Point labeling examples
****

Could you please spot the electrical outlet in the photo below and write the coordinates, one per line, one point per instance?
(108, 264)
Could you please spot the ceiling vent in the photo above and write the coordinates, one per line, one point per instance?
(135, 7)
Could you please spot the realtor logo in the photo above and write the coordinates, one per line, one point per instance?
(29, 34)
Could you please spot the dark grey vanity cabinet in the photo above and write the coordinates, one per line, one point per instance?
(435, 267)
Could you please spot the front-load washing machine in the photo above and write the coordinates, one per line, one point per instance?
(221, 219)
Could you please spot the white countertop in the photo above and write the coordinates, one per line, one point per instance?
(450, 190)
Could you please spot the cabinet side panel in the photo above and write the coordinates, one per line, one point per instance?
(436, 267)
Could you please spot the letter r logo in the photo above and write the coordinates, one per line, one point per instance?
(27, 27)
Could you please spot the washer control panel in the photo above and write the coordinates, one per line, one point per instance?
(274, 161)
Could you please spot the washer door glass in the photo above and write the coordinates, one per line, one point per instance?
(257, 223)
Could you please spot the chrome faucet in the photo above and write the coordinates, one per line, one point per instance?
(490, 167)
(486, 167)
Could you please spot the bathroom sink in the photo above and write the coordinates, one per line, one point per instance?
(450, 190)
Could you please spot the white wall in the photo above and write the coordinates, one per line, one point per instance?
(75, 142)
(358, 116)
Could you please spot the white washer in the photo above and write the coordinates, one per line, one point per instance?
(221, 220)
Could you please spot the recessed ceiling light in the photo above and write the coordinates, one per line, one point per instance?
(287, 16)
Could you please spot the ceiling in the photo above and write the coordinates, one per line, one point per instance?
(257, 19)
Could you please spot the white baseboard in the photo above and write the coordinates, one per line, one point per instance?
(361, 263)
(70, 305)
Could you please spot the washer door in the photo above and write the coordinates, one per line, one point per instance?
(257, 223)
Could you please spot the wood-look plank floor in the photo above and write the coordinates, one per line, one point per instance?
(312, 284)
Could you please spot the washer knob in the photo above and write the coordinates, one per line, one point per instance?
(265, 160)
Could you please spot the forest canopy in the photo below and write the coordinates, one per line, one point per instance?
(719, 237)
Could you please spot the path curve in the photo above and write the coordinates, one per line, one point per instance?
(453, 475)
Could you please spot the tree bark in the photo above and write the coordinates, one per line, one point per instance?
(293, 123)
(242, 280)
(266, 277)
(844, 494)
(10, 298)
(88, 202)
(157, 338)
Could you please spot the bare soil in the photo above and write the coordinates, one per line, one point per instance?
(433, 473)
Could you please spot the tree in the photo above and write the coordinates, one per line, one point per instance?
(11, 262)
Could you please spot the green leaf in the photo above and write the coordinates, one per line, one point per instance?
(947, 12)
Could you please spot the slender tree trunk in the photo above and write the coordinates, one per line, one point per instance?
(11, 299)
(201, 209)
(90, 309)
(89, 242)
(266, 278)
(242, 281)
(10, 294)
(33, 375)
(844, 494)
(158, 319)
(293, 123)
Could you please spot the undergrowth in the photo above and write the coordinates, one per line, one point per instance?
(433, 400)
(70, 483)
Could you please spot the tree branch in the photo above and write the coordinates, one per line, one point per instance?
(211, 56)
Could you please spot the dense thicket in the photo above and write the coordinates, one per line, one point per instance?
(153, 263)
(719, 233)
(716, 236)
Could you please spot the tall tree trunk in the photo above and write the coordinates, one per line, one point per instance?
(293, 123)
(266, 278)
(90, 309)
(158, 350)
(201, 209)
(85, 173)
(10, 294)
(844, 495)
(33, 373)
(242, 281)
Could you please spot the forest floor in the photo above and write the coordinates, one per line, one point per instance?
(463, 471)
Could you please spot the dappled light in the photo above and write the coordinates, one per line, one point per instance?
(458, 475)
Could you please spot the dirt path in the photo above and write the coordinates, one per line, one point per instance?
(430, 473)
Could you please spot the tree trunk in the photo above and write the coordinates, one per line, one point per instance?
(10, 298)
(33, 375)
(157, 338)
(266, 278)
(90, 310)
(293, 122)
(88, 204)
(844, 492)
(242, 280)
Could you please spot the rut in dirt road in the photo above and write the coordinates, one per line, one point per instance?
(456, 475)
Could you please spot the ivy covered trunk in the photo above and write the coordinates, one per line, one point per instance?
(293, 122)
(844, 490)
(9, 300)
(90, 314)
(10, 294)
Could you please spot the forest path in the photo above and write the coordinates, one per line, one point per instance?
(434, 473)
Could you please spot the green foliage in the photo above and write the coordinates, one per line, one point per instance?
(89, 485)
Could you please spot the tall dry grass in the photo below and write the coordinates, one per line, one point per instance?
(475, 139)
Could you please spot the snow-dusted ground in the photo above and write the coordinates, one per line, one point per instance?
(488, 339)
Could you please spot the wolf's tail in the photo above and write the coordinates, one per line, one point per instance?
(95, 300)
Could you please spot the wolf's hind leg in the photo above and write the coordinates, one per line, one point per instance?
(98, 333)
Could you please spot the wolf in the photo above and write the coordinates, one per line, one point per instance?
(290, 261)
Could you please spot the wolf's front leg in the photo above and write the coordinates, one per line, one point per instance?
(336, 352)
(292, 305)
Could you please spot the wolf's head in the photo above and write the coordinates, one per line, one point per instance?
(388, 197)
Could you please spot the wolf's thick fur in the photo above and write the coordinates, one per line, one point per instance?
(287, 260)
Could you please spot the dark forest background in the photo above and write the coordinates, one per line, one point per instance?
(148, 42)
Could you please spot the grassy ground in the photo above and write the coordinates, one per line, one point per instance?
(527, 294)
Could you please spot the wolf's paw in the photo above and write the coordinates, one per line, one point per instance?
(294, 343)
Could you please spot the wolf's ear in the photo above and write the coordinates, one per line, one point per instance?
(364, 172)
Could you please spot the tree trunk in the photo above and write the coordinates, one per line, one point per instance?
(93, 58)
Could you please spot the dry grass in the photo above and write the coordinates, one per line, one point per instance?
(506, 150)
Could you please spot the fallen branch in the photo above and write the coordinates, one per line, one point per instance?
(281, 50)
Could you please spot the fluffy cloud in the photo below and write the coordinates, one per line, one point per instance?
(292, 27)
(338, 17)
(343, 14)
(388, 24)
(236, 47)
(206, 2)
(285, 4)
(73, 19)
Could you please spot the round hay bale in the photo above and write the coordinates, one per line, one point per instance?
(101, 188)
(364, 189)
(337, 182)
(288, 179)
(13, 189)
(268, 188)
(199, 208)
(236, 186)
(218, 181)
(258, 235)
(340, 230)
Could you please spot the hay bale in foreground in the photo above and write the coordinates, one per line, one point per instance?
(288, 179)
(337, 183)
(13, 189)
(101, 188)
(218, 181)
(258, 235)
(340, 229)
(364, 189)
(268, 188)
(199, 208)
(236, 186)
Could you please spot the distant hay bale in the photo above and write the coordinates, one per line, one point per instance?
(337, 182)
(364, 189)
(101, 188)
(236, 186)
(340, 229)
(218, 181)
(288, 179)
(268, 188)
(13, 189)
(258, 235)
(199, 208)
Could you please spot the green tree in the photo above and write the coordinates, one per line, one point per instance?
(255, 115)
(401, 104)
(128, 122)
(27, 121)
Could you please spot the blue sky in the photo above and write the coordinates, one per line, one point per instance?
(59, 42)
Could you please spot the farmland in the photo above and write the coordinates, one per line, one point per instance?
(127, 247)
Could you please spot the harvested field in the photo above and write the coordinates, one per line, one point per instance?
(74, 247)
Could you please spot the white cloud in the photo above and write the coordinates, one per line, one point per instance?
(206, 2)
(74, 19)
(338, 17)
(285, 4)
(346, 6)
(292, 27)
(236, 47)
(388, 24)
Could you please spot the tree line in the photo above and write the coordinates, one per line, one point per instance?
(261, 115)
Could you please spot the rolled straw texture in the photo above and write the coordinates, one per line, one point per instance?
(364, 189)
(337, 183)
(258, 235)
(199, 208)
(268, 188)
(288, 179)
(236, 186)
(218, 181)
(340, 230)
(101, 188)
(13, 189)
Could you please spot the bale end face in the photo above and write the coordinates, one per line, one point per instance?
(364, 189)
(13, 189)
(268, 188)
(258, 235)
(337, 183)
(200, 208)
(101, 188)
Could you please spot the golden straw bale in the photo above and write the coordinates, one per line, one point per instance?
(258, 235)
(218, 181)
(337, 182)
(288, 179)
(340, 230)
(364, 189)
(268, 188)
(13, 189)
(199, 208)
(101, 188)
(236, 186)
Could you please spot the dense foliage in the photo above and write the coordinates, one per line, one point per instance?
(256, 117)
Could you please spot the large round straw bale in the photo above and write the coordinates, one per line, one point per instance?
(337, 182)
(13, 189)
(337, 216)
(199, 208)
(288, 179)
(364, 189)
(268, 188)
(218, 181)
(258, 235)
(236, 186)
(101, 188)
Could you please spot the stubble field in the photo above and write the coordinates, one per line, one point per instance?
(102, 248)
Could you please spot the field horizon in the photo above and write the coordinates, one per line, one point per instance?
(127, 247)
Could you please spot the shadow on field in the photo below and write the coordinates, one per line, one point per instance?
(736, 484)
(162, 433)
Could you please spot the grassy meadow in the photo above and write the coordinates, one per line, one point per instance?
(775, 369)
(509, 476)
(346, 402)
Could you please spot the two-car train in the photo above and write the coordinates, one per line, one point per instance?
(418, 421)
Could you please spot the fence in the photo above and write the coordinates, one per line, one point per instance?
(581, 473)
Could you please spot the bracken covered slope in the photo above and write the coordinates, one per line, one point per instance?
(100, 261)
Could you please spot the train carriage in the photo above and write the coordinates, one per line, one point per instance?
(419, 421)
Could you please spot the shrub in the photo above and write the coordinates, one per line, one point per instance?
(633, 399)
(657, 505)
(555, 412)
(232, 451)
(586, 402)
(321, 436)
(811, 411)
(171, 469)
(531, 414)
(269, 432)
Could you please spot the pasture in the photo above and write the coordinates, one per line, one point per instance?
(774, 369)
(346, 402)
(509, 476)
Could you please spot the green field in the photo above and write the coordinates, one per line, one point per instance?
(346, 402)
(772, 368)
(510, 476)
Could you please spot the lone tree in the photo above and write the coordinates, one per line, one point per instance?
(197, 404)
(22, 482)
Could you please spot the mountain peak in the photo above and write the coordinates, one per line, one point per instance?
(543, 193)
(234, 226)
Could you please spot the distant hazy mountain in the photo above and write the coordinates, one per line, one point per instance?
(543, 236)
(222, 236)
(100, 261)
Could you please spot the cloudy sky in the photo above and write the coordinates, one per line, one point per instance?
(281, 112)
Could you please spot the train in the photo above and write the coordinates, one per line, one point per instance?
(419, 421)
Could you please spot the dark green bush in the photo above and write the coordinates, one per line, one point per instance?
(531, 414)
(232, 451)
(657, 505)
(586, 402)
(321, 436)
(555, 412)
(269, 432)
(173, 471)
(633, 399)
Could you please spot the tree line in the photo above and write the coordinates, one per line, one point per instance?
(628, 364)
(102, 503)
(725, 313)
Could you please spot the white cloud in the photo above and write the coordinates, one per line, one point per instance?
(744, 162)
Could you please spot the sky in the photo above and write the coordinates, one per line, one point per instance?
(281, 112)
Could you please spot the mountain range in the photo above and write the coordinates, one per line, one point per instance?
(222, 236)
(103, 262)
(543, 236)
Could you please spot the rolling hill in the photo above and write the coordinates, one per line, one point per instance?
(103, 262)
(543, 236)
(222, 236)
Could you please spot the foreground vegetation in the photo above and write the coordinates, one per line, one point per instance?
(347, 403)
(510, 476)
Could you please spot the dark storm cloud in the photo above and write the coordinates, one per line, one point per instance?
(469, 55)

****

■ Description of the task
The required output is the exact sequence of lines from the one containing "Could you please spot the mountain range" through the end of the listing, both endpoints included.

■ Expected output
Could you please spot the mountain range in the photo above and write the coordinates, one per line, one point per instance?
(222, 236)
(103, 262)
(543, 236)
Could you please spot the rolling hill in the photo above and write the coordinates, one per line, one point per instance?
(103, 262)
(543, 236)
(222, 236)
Could you please spot the foreground vegetation in the photo above and write the coordinates, one per line, one point per instance?
(347, 403)
(510, 476)
Could you please spot the dark storm cloud in the photo above and write the coordinates, one per line, one point per instance?
(469, 55)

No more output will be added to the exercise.